Record extracts:
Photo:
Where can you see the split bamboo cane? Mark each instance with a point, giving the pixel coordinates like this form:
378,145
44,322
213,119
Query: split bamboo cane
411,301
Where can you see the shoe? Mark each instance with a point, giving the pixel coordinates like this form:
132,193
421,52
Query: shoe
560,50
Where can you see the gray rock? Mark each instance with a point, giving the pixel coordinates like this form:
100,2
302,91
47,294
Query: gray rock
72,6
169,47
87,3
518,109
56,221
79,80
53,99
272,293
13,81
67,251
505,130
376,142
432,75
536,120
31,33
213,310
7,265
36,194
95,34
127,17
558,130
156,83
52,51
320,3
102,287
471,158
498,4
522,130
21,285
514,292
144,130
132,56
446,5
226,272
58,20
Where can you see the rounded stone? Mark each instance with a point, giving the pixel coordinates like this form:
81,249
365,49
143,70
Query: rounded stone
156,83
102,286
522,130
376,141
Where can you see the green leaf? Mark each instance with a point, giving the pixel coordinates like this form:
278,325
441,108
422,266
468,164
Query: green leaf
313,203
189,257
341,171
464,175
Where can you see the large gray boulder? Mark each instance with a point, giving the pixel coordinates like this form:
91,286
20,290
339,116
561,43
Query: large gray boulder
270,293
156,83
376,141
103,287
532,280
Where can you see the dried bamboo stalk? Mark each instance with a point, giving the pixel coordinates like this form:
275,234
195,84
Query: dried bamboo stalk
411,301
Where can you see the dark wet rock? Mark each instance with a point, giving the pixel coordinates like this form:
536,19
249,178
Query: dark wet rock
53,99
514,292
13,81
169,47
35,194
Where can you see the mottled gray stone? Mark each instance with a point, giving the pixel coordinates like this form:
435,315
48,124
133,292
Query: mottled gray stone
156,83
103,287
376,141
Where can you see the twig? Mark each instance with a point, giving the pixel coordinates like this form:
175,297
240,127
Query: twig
...
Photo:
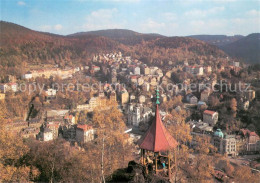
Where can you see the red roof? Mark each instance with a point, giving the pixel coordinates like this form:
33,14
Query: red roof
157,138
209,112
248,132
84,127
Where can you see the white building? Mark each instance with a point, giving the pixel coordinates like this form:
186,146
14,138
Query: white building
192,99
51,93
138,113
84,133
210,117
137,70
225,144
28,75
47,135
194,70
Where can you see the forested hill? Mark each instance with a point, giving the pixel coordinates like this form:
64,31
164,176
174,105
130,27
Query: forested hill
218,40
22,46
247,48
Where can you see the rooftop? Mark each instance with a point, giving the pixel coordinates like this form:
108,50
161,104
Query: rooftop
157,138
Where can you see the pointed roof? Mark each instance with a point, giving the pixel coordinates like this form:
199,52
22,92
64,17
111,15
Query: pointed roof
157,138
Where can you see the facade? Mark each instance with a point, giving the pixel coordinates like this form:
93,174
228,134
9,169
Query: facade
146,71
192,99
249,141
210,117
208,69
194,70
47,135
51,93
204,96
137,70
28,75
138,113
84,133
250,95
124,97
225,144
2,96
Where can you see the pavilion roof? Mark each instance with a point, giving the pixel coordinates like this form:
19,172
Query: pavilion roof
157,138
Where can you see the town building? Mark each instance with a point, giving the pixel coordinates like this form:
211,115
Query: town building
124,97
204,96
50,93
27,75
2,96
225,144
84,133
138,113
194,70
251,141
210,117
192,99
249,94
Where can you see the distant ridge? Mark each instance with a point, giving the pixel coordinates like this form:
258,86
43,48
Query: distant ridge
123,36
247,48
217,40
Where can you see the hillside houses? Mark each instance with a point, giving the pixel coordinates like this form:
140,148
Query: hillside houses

Task:
Pick out every line in the listing that contains the word "pavilion" and copy each one.

Problem solution:
Where can you see the pavilion roof? Mark each instance with a point, giving the pixel coordinates like this form:
Query: pavilion roof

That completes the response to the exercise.